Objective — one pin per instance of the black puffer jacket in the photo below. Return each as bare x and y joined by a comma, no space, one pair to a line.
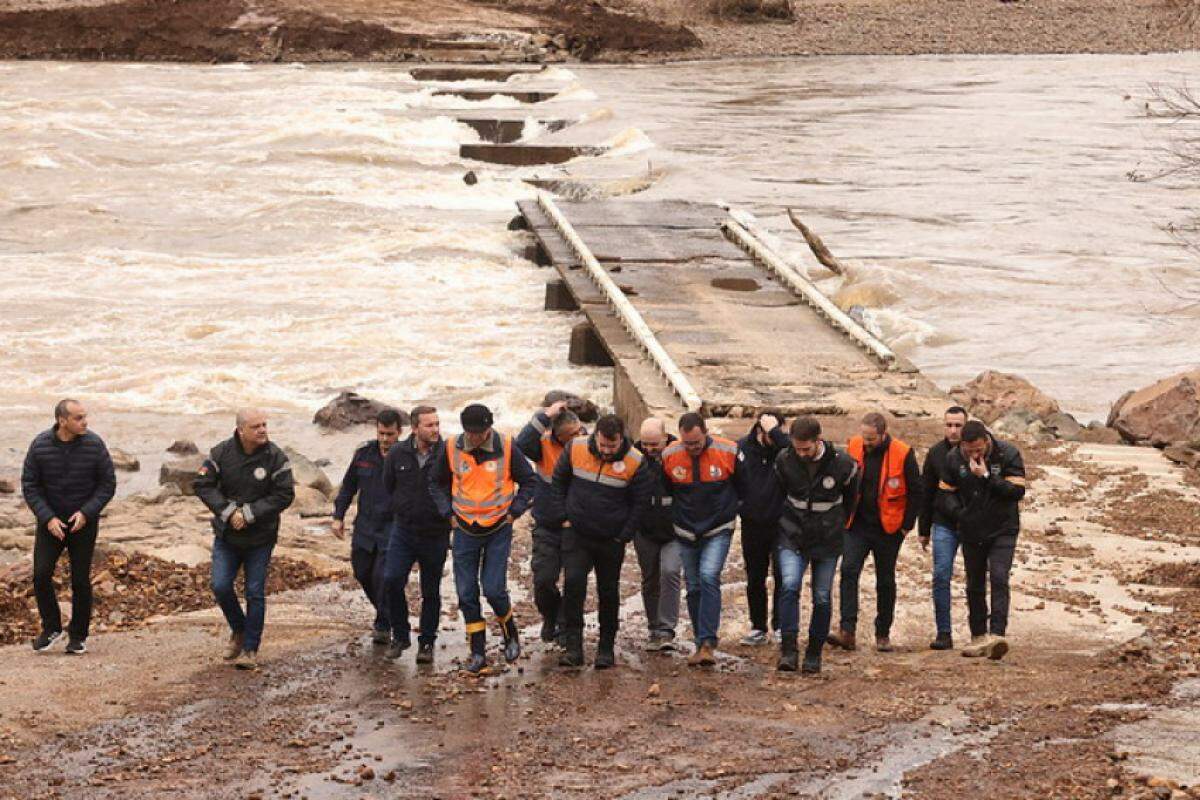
816,503
984,507
60,477
259,485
-.-.-
Rewrite all the items with "black" swapped for "navy" and everything else left as it is, leaving the pictures out.

Objective — one pin per instance of the navy puffer jacket in the photo below. Return each as bare x and y joined by a comma, no space, one pair to a line.
816,503
984,507
60,477
259,485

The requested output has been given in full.